* _주어진 글_:

3. RL algorithms: Policy-based RL

이은상·2024년 10월 12일

강화학습 수업정리

목록 보기

3/7

Recap: Basic of Reinforcement Learning

input
agent, environment

agent take the state( $s_t$ )
$\rightarrow$ agent take action
$\rightarrow$ action에 따라 환경(state $s_{t+1}$ ) 변화

objective function
Expected cumulative reward
$R(\tau) = \underset{t=0}{\overset{\infty}{\sum}}\gamma^tr_t\quad\quad$ $where\quad0<\gamma<1$

RL Problem
expected cumulative reward를 최대화 시키는 policy 채택

$\pi$ 를 policy라고 할 때,
$\pi^* = \underset{\pi}{\mathrm{argmax}}E\big[R(\tau)\big]$

expected 함수는
- $s_0$ 이 주어진 경우, Value function
- $s_0, a_0$ 이 주어진 경우, Q function

Taxonomy of RL algorithm

Model-Free RL : agent는 environment에 대해 아무 정보도 가지고 있지 않음
대부분의 RL모델들의 기반
- Policy Optimization : objective function으로 최적화
  RL에서 제일 간단한 편
  - Policy Gradient : objective function을 gradient descent로 optimize하는 모델
- Q-Learning : Value/Q function으로 학습
Model-Based RL : agent는 environment의 작동 방식에 대해 알고 있음

일단 이 정도만 알아놓고 가겠음

The goal of Reinforcement Leraning

여기서 policy $\pi_\theta$ 에 따른 probability distribution over a sequence of trajectory 식을 표현하면

$p_\theta(\tau) = p_\theta(s_1,a_1,...,s_T,a_T)=p(s_1)\underset{t=1}{\overset{T}{\Pi}}\pi_\theta(a_t|s_t)p(s_{t+1}|s_t,a_t)$

식을 풀어보면 이해가 좀 더 잘 되는데...

이런 이유로 저렇게 도출됨

Goal of RL

일단 그래서 위의 식을 통한 RL의 goal은
$\theta^* = \underset{\theta}{\mathrm{argmax}}E_{\tau \sim p_\theta(\tau)}\big[\underset{t}{\sum}r(s_t, a_t)\big]$
미분이 어려워서 원래 objective function에서의 discounted factor는 작성 생략됨

정리를 하자면
policy를 따라서 trajectory가 생성되는데, 가장 적절한 trajectory가 포함되어 있는 probability distribution을 만들어내는 policy의 parameter를 찾아내는 것이 목표!

* _할 일 목록_:
1. 위 글의 "Taxonomy of RL algorithm" 부분에 나오는 RL 알고리즘 분류 이름을 빠짐없이 나열하세요.
2. 위 글에서 "일단 이 정도만 알아놓고"이 들어 있는 말로 시작해 "좀 더 잘 되는데..."로 끝나는 부분을 한 글자도 바꾸지 말고 다시 적으세요.
이어지는 데이터는 위 글과는 따로 떨어진 자료입니다.

* _제공 자료_:
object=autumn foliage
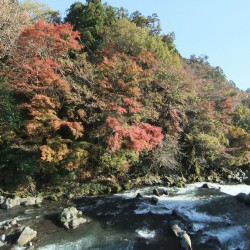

* _항목별 답변_:
1. Model-Free RL, Policy Optimization, Policy Gradient, Q-Learning, Model-Based RL

2.
일단 이 정도만 알아놓고 가겠음

The goal of Reinforcement Leraning

여기서 policy $\pi_\theta$ 에 따른 probability distribution over a sequence of trajectory 식을 표현하면

$p_\theta(\tau) = p_\theta(s_1,a_1,...,s_T,a_T)=p(s_1)\underset{t=1}{\overset{T}{\Pi}}\pi_\theta(a_t|s_t)p(s_{t+1}|s_t,a_t)$

식을 풀어보면 이해가 좀 더 잘 되는데...